▶ **EXERCISE DETAILS**:
Set down each line of the listing exactly as it reads.

▶ **RECORDS PROVIDED**:

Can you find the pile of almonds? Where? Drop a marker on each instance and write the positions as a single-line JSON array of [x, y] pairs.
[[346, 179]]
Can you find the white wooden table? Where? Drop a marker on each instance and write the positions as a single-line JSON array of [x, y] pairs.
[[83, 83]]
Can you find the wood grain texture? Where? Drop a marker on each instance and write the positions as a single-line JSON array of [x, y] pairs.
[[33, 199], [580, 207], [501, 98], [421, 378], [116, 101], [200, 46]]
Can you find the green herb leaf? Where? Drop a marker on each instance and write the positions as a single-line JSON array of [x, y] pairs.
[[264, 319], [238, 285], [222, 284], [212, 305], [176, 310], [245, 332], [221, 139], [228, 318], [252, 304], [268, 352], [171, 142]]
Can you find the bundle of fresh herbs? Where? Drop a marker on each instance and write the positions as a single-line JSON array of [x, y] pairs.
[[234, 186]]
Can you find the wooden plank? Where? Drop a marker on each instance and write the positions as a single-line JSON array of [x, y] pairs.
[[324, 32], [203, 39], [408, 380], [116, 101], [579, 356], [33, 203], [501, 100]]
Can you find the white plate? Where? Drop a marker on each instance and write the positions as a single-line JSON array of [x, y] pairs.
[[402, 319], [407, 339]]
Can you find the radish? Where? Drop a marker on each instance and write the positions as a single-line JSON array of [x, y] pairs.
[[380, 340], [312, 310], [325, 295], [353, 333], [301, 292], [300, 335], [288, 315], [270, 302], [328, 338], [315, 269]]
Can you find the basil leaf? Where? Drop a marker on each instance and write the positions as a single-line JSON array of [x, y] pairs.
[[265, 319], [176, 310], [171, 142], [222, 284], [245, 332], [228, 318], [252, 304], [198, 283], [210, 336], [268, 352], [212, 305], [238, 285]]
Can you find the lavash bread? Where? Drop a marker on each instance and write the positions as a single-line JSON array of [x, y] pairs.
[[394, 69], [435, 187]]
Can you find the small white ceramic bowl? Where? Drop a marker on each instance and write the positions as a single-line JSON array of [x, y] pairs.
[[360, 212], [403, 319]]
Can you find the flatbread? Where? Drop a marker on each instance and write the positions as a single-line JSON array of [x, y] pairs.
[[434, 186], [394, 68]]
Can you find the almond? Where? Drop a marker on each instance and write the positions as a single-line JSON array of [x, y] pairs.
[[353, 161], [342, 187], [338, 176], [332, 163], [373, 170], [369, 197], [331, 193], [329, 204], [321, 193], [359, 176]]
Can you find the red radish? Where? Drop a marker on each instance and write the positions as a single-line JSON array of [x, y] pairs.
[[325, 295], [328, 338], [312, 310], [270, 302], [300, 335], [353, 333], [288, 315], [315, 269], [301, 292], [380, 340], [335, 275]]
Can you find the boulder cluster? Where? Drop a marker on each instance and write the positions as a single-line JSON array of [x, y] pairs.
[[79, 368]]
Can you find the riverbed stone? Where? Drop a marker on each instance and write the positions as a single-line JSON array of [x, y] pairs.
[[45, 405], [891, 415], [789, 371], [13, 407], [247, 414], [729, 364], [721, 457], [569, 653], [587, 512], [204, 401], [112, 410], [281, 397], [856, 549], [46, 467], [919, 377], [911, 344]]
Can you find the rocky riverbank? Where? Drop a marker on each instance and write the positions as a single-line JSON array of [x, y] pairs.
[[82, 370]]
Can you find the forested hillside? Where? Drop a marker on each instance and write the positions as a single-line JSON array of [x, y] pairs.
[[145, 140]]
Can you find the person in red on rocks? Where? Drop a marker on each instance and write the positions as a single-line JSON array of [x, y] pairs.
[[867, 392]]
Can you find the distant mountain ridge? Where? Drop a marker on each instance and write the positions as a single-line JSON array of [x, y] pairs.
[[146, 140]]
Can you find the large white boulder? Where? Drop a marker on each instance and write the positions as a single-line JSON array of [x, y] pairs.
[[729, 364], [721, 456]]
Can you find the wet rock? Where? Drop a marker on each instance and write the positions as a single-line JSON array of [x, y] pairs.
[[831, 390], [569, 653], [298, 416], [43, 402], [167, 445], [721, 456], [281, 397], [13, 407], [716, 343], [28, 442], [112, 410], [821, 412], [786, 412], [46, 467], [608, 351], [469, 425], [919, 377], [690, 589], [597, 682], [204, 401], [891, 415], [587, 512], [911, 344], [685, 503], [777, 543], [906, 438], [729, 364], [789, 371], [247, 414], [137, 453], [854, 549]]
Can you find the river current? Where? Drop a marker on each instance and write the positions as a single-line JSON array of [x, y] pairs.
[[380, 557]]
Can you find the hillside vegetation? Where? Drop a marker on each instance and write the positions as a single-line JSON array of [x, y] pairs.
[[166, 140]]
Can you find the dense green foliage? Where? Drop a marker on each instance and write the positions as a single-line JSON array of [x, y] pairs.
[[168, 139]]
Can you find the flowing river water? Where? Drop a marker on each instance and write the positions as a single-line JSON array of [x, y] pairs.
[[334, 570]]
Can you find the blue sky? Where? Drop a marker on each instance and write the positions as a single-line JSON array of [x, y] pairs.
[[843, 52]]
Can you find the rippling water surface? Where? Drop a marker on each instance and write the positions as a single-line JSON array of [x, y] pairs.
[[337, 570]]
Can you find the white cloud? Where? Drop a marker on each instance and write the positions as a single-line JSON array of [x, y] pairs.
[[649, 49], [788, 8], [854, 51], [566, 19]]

▶ **OUTPUT OF THE TASK**:
Can you find the pile of almonds? Where? Drop a marker on each instance and write the positions as a single-line JSON array of [x, y] pairs.
[[346, 179]]
Can you find the white wooden table? Where? Drop a marker on each instance and write the positions as a single-line JSON array of [x, y] pairs.
[[83, 83]]
Can you find the wood grain texture? Where? Drop a marker on each instance and write the positions as a single-line JSON array of [x, y] pairs.
[[33, 199], [580, 207], [501, 98], [421, 378], [116, 101], [200, 46]]
Can you find the green herb leaf? Where? Drop a marker on each instance and write the positions as a single-line JSON array of [x, y] pairs.
[[264, 319], [238, 285], [222, 284], [212, 305], [176, 310], [245, 332], [221, 139], [228, 318], [252, 304], [268, 352], [171, 142]]
Can you find the bundle of fresh herbs? Where? Drop a marker on each instance and write the positions as a single-line JSON array of [x, y] pairs.
[[234, 186]]
Can you find the wooden plank? Where? Drop a marker on each instance and write the positions as a single-line JSON array of [x, y] pairs.
[[324, 32], [203, 39], [408, 380], [116, 101], [579, 356], [33, 203], [501, 100]]
Can you find the white plate? Where? Drop a marker on each instance and write the positions as a single-line JSON array of [x, y] pairs.
[[402, 319], [407, 339]]
Can you find the radish? Where? Drop a marker on each instance and write the positions as a single-line JSON array of [x, y] pairs.
[[380, 340], [312, 310], [325, 295], [353, 333], [301, 292], [300, 335], [288, 315], [270, 302], [328, 338], [315, 269]]
Can you find the basil leaf? Where? Drop a marker on each instance and write the positions as a single-line JSON array of [x, y] pairs.
[[265, 319], [176, 310], [171, 142], [222, 284], [245, 332], [228, 318], [252, 304], [198, 283], [210, 336], [268, 352], [212, 305], [238, 285]]
Can you find the lavash bread? Where? Drop a marker on each instance and write the positions as a single-line JSON array of [x, y] pairs.
[[394, 69], [435, 187]]
Can you find the small white ceramic bowl? Where? Drop a marker on each instance and write the positions as a single-line JSON array of [x, y] pairs.
[[360, 212], [403, 319]]
Can you find the flatbread? Where? Drop a marker on each instance and write the positions as a single-line JSON array of [x, y] pairs.
[[434, 186], [394, 68]]
Can you find the almond? Where? Drop a marker on each instance and write the positions as a single-line JSON array of [x, y] pairs.
[[353, 161], [342, 187], [338, 176], [332, 163], [373, 170], [369, 197], [331, 193], [329, 204], [321, 193], [359, 176]]
Can you find the red radish? Where? Drop a marker on each instance and write the positions as a single-line JSON array of [x, y] pairs.
[[325, 295], [328, 338], [312, 310], [270, 302], [300, 335], [353, 333], [288, 315], [315, 269], [301, 292], [380, 340], [335, 275]]
Can you find the boulder cluster? Where? Drop a marker on each instance and write the positions as a single-line JSON array of [x, y] pairs.
[[79, 368]]
Can you find the riverbed stone? Where? Drop a marker on each instance and write the positions as a single-line JSON array of [x, y] pairs.
[[45, 405], [891, 415], [789, 371], [13, 407], [247, 414], [729, 364], [721, 457], [569, 653], [587, 512], [204, 401], [112, 410], [281, 397], [856, 549], [46, 467], [919, 377], [911, 344]]
Can you find the rocky riverbank? Where? Drop a marker on each instance and write the positions as a single-line JSON array of [x, y] pairs.
[[82, 370]]
Can you find the forested hillside? Where? Drop a marker on each instance and write the positions as a single-line JSON array of [x, y] pairs.
[[145, 140]]
Can you find the person in red on rocks? Where? Drop a marker on each instance and write the positions as a single-line JSON array of [x, y] pairs.
[[867, 392]]
Can you find the distant mountain ridge? Where? Drop a marker on each instance and write the positions as a single-line JSON array of [x, y] pairs.
[[146, 140]]
Can you find the large white boulder? Where? Drop a marker on each instance and write the positions as a single-line JSON array of [x, y] pairs.
[[729, 364], [721, 456]]
Can you find the wet rock? Where? Drop a marker on each instance and write the positions as a single-line JSON array of [x, y] pairs.
[[831, 390], [569, 653], [298, 416], [43, 402], [167, 445], [721, 456], [281, 397], [13, 407], [716, 343], [28, 442], [112, 410], [821, 412], [786, 412], [46, 467], [608, 351], [469, 425], [919, 377], [690, 589], [597, 682], [204, 401], [891, 415], [587, 512], [911, 344], [685, 503], [777, 543], [906, 438], [729, 364], [789, 371], [247, 414], [137, 453], [854, 549]]
Can you find the river current? Where? Drop a marker on each instance and write the positions as a single-line JSON array of [x, y] pairs.
[[380, 557]]
Can you find the hillside vegetation? Where? Drop a marker on each instance and write the positions as a single-line JSON array of [x, y] pairs.
[[166, 140]]
Can you find the dense green foliage? Where? Drop a marker on each instance and write the positions as a single-line JSON array of [x, y] pairs.
[[168, 139]]
Can you find the flowing river water? Where? Drop a marker on each instance and write the positions as a single-line JSON array of [x, y] pairs.
[[334, 570]]
Can you find the blue sky? Where? Drop a marker on each instance and write the positions as a single-line JSON array of [x, y] pairs.
[[843, 52]]
Can you find the rippling water surface? Where? Drop a marker on each instance and write the positions as a single-line JSON array of [x, y] pairs.
[[337, 570]]
Can you find the white cloud? Where? Drop a marker on each instance and write the positions as a single-line JSON array of [x, y] pairs.
[[649, 49], [788, 8], [854, 51], [566, 19]]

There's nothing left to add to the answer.